▶ **Data supplied**:
★ ★ ★ ★

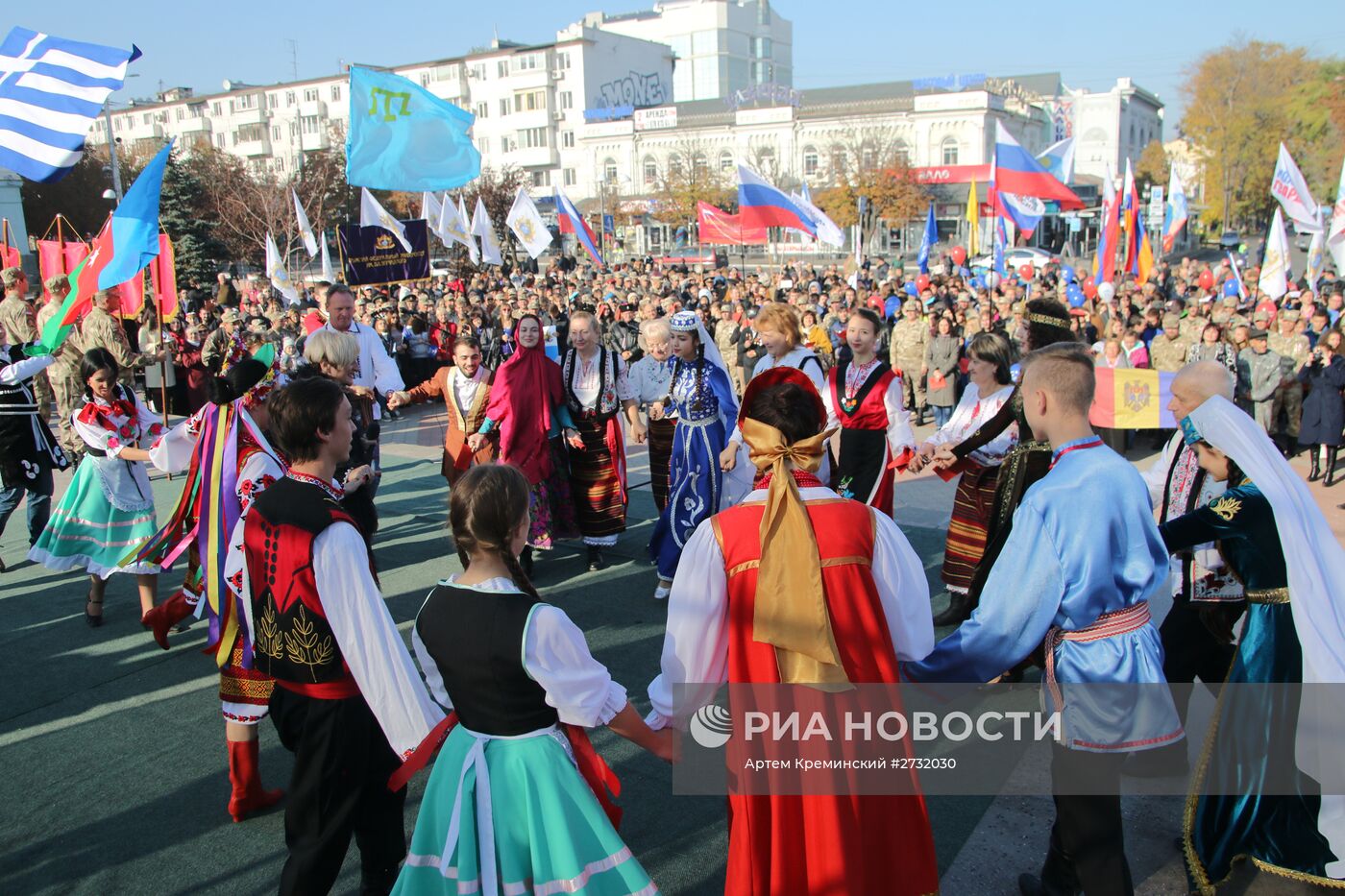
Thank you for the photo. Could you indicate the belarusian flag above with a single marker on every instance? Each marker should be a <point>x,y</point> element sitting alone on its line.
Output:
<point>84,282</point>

★ ★ ★ ★

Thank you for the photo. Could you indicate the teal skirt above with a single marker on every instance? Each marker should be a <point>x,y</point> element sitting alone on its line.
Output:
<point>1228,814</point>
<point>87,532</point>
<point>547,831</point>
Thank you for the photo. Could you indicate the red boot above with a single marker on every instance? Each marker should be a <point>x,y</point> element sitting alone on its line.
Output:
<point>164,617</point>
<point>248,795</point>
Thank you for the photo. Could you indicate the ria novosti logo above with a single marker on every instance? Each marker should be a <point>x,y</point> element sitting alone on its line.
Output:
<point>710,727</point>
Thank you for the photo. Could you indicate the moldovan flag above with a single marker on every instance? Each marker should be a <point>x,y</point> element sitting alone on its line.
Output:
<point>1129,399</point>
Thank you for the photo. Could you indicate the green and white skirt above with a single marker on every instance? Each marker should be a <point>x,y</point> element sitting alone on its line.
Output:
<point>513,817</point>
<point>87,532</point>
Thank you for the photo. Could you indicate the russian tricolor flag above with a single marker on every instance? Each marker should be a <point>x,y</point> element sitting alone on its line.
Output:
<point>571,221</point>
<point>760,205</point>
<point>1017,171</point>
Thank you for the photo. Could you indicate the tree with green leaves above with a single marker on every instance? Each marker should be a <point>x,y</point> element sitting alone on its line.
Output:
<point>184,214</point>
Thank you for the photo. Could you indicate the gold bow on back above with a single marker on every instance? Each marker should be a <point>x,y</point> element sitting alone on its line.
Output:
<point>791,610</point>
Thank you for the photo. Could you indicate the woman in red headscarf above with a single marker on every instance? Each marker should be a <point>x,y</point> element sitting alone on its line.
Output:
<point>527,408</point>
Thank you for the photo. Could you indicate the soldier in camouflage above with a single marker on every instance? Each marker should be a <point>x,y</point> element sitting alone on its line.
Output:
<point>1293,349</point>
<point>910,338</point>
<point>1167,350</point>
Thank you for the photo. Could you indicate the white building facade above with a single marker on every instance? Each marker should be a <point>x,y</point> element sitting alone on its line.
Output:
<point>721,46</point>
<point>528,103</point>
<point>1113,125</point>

★ ★ ★ ★

▶ **What is needed**: Look through the entries above and copy each line that has "skirt" in it.

▶ **Output of the task**:
Thank you for the photo. Could you indicate the teal skirt above with a single marker on every instance? Each marker should be a <point>x,y</point> element sitting alone on its line.
Thank you for the photo. Could you indicate the green and white skirt above with a single marker on every instance? Each marker should be a <point>x,y</point> element sitting alone on its line.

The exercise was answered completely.